Goal of the exercise
Repeat the records below exactly.

Top of Material for this task

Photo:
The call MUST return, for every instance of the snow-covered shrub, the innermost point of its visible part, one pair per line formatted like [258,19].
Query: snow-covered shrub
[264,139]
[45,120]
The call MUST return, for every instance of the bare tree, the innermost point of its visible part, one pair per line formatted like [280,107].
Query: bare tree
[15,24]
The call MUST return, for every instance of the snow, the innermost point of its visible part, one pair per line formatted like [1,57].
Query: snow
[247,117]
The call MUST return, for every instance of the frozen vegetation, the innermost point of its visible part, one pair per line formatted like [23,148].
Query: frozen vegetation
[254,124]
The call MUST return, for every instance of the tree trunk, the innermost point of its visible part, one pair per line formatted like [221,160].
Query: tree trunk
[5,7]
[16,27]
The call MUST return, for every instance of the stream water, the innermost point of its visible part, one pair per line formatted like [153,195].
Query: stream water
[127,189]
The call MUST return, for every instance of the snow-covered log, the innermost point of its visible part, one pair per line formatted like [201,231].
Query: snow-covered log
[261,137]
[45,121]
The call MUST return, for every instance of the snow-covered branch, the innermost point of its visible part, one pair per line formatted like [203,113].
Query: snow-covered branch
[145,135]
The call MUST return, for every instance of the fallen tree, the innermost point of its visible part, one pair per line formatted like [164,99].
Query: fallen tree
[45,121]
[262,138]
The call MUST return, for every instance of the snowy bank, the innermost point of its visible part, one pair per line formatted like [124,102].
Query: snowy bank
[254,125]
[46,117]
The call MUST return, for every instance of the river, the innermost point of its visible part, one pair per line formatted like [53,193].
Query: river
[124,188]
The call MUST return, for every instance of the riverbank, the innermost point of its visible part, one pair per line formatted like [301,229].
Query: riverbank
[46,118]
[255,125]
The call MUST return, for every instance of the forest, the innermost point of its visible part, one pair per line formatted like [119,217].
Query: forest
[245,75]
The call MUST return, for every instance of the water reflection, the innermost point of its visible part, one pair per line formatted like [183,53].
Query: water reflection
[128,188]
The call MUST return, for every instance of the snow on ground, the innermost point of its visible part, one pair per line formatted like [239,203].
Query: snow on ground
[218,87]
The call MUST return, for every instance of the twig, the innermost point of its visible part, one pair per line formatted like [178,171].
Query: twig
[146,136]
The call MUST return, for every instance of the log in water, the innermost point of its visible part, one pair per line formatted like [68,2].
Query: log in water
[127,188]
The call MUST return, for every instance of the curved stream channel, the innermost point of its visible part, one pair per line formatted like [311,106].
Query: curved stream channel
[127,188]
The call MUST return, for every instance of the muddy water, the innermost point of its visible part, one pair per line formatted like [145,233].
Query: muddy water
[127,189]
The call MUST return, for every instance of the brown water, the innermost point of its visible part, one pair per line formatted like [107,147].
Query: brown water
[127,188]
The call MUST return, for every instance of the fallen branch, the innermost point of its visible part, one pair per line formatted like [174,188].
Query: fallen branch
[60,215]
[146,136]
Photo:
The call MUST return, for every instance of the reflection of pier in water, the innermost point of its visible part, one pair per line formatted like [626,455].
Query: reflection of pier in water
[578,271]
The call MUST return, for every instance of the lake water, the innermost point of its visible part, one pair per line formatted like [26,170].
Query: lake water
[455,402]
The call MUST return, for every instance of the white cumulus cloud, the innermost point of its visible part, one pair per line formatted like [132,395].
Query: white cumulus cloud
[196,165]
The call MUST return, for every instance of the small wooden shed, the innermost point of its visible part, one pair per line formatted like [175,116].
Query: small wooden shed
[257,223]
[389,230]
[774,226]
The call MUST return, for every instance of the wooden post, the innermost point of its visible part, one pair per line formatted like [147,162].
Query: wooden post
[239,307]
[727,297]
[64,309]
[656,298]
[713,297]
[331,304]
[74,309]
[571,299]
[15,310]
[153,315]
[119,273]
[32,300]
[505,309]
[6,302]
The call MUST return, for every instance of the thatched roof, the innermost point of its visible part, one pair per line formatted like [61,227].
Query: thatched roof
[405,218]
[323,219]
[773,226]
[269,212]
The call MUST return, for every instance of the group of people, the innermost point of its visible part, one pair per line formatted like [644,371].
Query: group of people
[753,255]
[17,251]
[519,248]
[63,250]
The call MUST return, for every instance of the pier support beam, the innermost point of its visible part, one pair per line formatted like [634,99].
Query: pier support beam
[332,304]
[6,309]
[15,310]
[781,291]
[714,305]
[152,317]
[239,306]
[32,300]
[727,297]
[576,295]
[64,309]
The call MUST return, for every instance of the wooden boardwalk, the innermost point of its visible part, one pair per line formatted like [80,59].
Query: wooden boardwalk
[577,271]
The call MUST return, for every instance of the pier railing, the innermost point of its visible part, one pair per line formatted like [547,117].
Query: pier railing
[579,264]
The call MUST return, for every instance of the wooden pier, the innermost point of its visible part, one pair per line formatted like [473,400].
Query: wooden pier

Bottom of Material for this task

Result
Photo:
The call MUST return, for every instance of the snow-covered shrub, the innermost point of its visible part, one pair per line formatted like [258,19].
Query: snow-covered shrub
[264,139]
[45,120]
The call MUST return, for every instance of the bare tree, the innermost point of its visible part, one pair per line formatted like [280,107].
Query: bare tree
[15,24]
The call MUST return, for every instance of the snow, the innermost point of its visible part, one pair per line formatted like [1,57].
Query: snow
[247,117]
The call MUST return, for every instance of the frozen vegetation, the innermost point of its visible part, one pair per line formatted like [23,148].
Query: frozen vegetation
[254,124]
The call MUST return, for every instance of the tree trunk, the innermost point of its visible part, one pair per line formatted like [221,160].
Query: tree trunk
[5,7]
[16,27]
The call MUST return, for every instance of the stream water, the innermost point of its visible part, one pair per line formatted like [153,195].
Query: stream water
[127,189]
The call MUST return, for every instance of the snow-covered log, the innermost point of its visible part, one pair per line formatted like [201,231].
Query: snow-covered log
[261,137]
[45,121]
The call MUST return, for every instance of the snow-covered branch, the innermost point of its visible part, one pair per line formatted like [203,113].
Query: snow-covered branch
[145,135]
The call MUST return, for every instance of the fallen tree, the innermost point of its visible part, one pair per line formatted like [164,99].
Query: fallen tree
[45,121]
[262,138]
The call MUST return, for every instance of the snowy bank, the innermost point of its visible part, one pair per line formatted like [124,102].
Query: snowy bank
[254,125]
[46,117]
The call MUST return, for every instance of the river, the innermost point of its visible part, one pair per line formatted like [53,193].
Query: river
[124,188]
The call MUST return, for every instance of the riverbank, the innermost point of its visible part, one pair per line formatted like [301,229].
Query: riverbank
[46,118]
[255,125]
The call MUST return, for every instance of the forest, the innermost point of its visible part, one pair per line formatted like [119,217].
Query: forest
[245,75]
The call MUST return, for every instance of the water reflection, the innermost point of its visible part, one pair per line formatted like [183,53].
Query: water reflection
[128,188]
The call MUST return, for every instance of the snow on ground, the innermost point of its visible part, one pair per line formatted like [239,203].
Query: snow on ground
[218,87]
The call MUST return, for every instance of the twig, the innermost point of its visible part, one pair per line formatted like [178,171].
Query: twig
[146,136]
The call MUST return, for every instance of the log in water, the innermost point of its visible part, one pair per line formatted like [68,2].
Query: log in water
[127,188]
The call MUST return, for every instance of the curved stream channel, the innermost point of its visible part, one pair per line formatted like [311,106].
Query: curved stream channel
[127,188]
The call MUST return, for every instance of the muddy water, the innermost point of its visible part, one pair per line formatted like [145,233].
Query: muddy water
[127,189]
The call MUST return, for every instance of the brown water, the innermost point of its visible part, one pair per line formatted like [107,147].
Query: brown water
[127,188]
The call MUST return, for every instance of the fallen branch, the innermost point of its visible part, one pair per line formatted like [174,188].
Query: fallen branch
[60,215]
[146,136]
Photo:
The call MUST return, for every instance of the reflection of pier in water, the innermost point of its visible part, one pair per line formatted like [626,455].
Query: reflection of pier in water
[578,271]
The call MUST return, for every instance of the lake water, the innermost point of its visible part, one pair per line formatted like [26,170].
Query: lake water
[455,402]
The call MUST return, for every instance of the white cumulus cloud, the innermost point of its visible part, one pair per line formatted like [132,395].
Query: white cumulus cloud
[196,165]
The call MUST return, for every instance of the small wooden shed, the innermost point of its visible part, one pair per line formatted like [175,116].
Query: small wooden shed
[257,223]
[389,230]
[774,226]
The call MUST return, for every instance of the wooden post, the innermost point of its visible part, one pair per line formatted like [147,162].
Query: wooden post
[239,307]
[727,297]
[64,309]
[656,298]
[713,297]
[331,304]
[74,309]
[571,299]
[15,310]
[153,315]
[119,273]
[32,300]
[505,309]
[6,302]
The call MUST return, for every instance of the thatched roof, the innermost point of its visible part, one pair per line formatted like [61,227].
Query: thatched roof
[405,218]
[323,219]
[773,226]
[269,212]
The call MUST return, for every instance of the group of people, the innermost point of its visible part, one pair per line formatted like [644,371].
Query: group of people
[753,255]
[17,251]
[519,248]
[63,250]
The call MUST return, for every instance of the pier support beam, the innermost point of its visible part, one pair per line formatted like [634,99].
Query: pier support beam
[332,304]
[6,309]
[15,310]
[781,291]
[714,305]
[152,317]
[239,306]
[32,300]
[727,297]
[576,295]
[64,309]
The call MUST return, for every instance of the wooden boardwalk, the innermost point of its visible part, one pair per line formatted like [80,59].
Query: wooden boardwalk
[577,271]
The call MUST return, for every instance of the pier railing, the innermost point of its visible part, one pair per line formatted like [547,117].
Query: pier railing
[579,264]
The call MUST return, for every instance of the wooden pier, the innermost point of its visible part, one pair per line formatted like [473,400].
Query: wooden pier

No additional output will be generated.